**Task statement**. Could you reproduce, from the records below, everything from the line with "of the paved" down to the line with "the black stroller", keeping both of those lines and changing nothing?

**Dataset entries**.
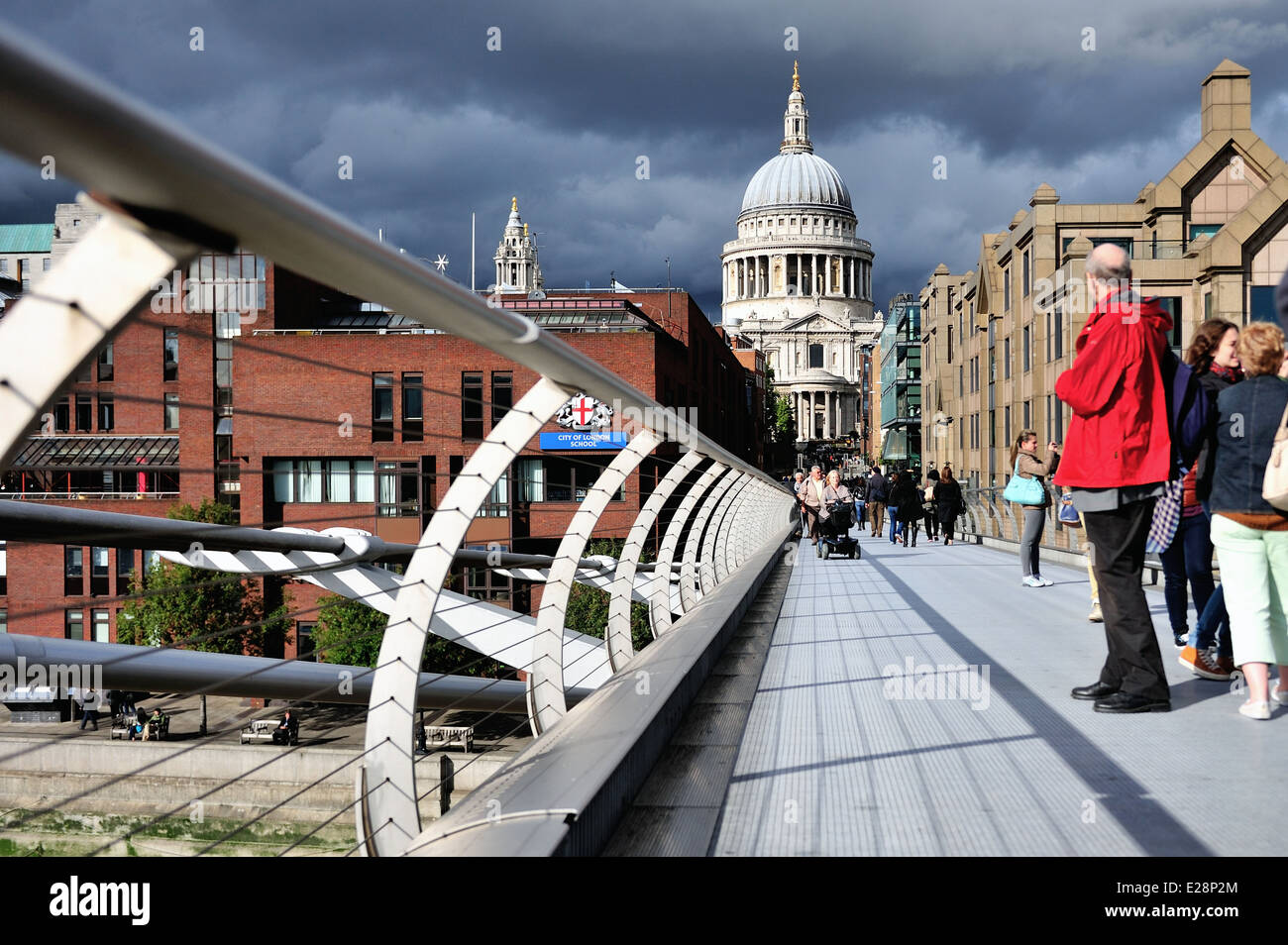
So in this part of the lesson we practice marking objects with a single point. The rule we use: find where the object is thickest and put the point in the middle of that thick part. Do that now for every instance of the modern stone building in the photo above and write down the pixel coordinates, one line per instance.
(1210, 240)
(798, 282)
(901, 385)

...

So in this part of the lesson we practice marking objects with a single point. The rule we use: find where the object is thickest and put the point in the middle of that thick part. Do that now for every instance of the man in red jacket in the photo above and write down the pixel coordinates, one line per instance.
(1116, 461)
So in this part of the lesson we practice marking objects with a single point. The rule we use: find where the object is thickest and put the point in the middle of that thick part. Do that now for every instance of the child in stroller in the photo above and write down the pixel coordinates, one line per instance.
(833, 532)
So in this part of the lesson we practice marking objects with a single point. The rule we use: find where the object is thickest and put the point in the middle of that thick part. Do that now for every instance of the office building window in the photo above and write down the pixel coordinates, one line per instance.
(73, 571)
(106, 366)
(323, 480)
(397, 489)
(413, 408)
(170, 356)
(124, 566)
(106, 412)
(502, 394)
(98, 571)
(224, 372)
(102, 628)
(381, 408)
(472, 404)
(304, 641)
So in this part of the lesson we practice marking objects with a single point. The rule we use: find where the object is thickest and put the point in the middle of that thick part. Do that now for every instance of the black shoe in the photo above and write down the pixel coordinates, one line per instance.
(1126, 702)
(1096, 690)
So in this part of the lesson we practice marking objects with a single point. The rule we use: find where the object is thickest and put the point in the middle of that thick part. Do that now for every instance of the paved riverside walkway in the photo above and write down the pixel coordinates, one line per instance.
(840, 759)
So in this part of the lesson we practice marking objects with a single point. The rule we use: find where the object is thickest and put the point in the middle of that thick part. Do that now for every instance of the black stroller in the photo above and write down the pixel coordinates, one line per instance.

**Response area**.
So in this part of the lesson we practice marking objects with a single point. The rule we use: find where the object is thickest and put the point in the middle of that thick part. Do that now for every instance of the paved riverside walkway in the photo above and write down the pixel coordinates, one line per instance.
(840, 759)
So in this part of the lesson we practice marking objects with a single point. The rule we use: find where the object is thickest and put the point in the middle of that thick part. Do that now for every instance of the black stroller in the photo above and write down the pixel coordinates, one line per instance.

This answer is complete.